Source passage »
1. Split-Undistort-Merge (SUM): Mitigating Equirectangular Distortion

While panoramas provide a 360° field of view, feeding them directly into networks is ineffective. Empirical tests show that inputting raw 360° equirectangular panoramas into OrienterNet yields a PR@1m of only 3.79%, significantly lower than the 21.83% of the pinhole version, due to severe geometric deformation preventing correct BEV projection learning. SUM splits a panorama into three 120° pinhole images (covering 0°–120°, 120°–240°, 240°–360°), applies standard panorama-to-pinhole undistortion, and generates three BEV features which are then merged into a complete 360° BEV feature map. This design introduces no new parameters and requires no extra training, simply replacing "distorted panoramas" with a "geometric assembly of three undistorted pinholes."

2. Position-Orientation Fusion (POF): Complementary Dual-Branch Enhancement

The authors provide an information-theoretic explanation using Shannon entropy: as a panorama's field of view is spatially closed, the observed content remains invariant as the camera rotates in place (entropy remains constant under rotation), making it more sensitive to "where I am." Conversely, a pinhole image's content changes significantly with rotation (entropy varies with rotation), making it sensitive to "where I am facing." POF implements a two-stage mutual enhancement. Stage 1 uses LogSumExp to marginalize \(S_{pano}\) along the orientation dimension \(\theta\) to obtain a 2D spatial prior, which is used to enhance the pinhole probability volume (Equations 2–5). Stage 2 reverses the process: marginalizing the enhanced \(S_1'\) along spatial dimensions \((u, v)\) to obtain an orientation prior to enhance \(S_{pano}\) (Equations 6–8). Learnable weights \(\alpha\) and \(\beta\) control the fusion intensity.

3. CV-RHO Dataset: Large-Scale Robust OSM-MCVGL Benchmark

CV-RHO addresses the lack of robust OSM-based benchmarks. It covers 7 cities in the US, Germany, and France, containing 114k panoramas and 342k pinhole images. Eight types of degradations are systematically generated: four semantic-level degradations (rain, snow, fog, night) using FLUX.1 Kontext (consuming 30.7k A100 GPU hours) and three sensor-level degradations (overexposure, underexposure, motion blur) using OpenCV. The total dataset exceeds 2.7M images. Cross-region (Mount Vernon) and Sim2Real test sets are included to evaluate generalization to real-world degradation.

Loss & Training

  • Training Objective: Maximize the probability estimation of 3-DoF camera pose using NLL loss.
  • Training Resources: 12×A100 GPUs.
  • Rotation Sampling: 64 for training, 256 for evaluation.
  • Batch size: 36, Learning rate: 2e-5, Optimizer: Adam + ReduceLROnPlateau scheduler.
  • Optimal models typically converge between 2-4 epochs (~20k-40k steps).

Key Experimental Results

Main Results

Clean Conditions (Table 3)

Written problem 1 » Count how many lines in the listing below contain the string "annotate", and reply with only that number.

Data shown »
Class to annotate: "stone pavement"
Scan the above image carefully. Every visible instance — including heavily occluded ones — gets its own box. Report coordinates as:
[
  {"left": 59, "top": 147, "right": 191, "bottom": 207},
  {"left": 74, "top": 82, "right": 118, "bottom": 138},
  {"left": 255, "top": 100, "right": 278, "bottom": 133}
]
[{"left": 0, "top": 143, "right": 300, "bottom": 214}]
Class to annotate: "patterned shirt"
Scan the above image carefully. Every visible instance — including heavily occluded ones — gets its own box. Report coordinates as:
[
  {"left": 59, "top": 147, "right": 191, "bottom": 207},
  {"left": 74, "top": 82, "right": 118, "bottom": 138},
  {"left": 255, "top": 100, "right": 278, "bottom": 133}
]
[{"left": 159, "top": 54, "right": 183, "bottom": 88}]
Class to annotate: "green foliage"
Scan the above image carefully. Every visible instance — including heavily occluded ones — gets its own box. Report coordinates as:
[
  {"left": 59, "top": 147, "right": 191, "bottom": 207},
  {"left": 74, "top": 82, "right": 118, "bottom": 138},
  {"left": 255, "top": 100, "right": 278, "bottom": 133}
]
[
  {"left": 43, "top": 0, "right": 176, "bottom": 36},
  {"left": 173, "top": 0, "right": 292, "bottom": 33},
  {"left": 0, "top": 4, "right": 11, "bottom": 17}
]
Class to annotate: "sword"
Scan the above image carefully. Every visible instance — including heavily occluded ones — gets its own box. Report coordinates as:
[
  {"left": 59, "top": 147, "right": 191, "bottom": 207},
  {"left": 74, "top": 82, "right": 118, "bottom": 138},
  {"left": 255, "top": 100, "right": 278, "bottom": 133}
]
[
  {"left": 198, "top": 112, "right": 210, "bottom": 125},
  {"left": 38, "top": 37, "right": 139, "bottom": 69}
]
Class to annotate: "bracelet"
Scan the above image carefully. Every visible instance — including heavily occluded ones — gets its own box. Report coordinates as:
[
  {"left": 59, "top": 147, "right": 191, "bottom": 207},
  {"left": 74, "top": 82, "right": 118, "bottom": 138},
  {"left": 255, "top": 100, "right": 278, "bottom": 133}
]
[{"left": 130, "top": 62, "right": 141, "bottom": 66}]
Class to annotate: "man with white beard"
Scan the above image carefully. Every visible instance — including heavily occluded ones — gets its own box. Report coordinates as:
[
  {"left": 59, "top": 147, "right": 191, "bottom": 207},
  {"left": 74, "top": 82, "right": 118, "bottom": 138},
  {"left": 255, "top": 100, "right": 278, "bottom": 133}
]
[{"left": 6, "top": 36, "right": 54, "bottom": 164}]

Written problem 2 » Extend the write-up on the SUM, POF and CV-RHO localization work, picking up right after its final heading.

Response 1 » 6

Response 2 »
Method FoV PR@1m PR@3m PR@5m OR@1° OR@3° OR@5°
OrienterNet 90° 18.02 58.37 71.04 27.72 63.86 77.50
OrienterNet 120° 21.83 66.16 78.03 35.02 74.89 85.62
OrienterNet 360° 3.79 19.35 28.78 10.29 28.43 36.87
RHO 360° 24.59 73.55 84.36 43.46 83.61 90.44

Robustness under Degradation (Table 4, Clean Train → Condition Test)

Method Train/Avg Degrade (AV) PR@1m Drop OR@1° Drop
OrienterNet Clean→AV -8.22 -10.98
RHO Clean→AV -5.97 -9.95

Degraded Train → Test (Table 4 Bottom)

Method Match Condition Train→Test PR@1m OR@1°
OrienterNet AV→AV -2.04 -1.82
RHO AV→AV +0.03 -1.10

Ours (RHO) shows almost no performance degradation under matching conditions, with PR@1m even showing slight gains.

Ablation Study

Configuration PR@3m OR@3° Note
Pinhole Only ~66 ~75 Baseline OrienterNet 120°
Pan Only (No SUM) ~19 ~28 Severe distortion
Pan + SUM ~70 ~80 SUM effectively handles distortion
Pan + SUM + POF 73.55 83.61 POF adds +3.5/+3.6 gain

Key Findings

  • Direct training on 360° panoramas is ineffective (PR@1m ~3.79%); the SUM module is critical for the panoramic branch.
  • POF two-stage fusion significantly outperforms simple probability volume concatenation or single-branch solutions.
  • Trained on matching degraded conditions, RHO's average degradation is near zero, demonstrating extreme robustness.
  • Motion blur remains the most challenging degradation; RHO shows the most significant drop in this condition.

Highlights & Insights

  1. Information-Theoretic Architecture: Utilizing Shannon entropy to analyze the complementarity of panorama/pinhole images for pose estimation provides a theoretical basis for the dual-branch design.
  2. Lightweight Distortion Handling: The SUM module requires no extra training, utilizing standard projections to resolve distortion.
  3. First OSM-MCVGL Robustness Benchmark: CV-RHO fills a significant gap in the field, facilitating future research on robust localization.
  4. Sim2Real Feasibility: Models trained on FLUX.1 Kontext generated degradations show strong zero-shot performance in real-world degraded scenarios.

Limitations & Future Work

  • Performance drop under motion blur suggests a need for targeted data augmentation or anti-blur feature design.
  • SUM's fixed 3x120° split could be evolved into an adaptive segmentation strategy.
  • Domain gaps between synthetic and real degradation persist, inviting domain adaptation techniques.
  • Computational overhead of the dual-branch architecture may limit real-time deployment.
  • OSM data is not real-time; localization may fail in rapidly changing environments like construction zones.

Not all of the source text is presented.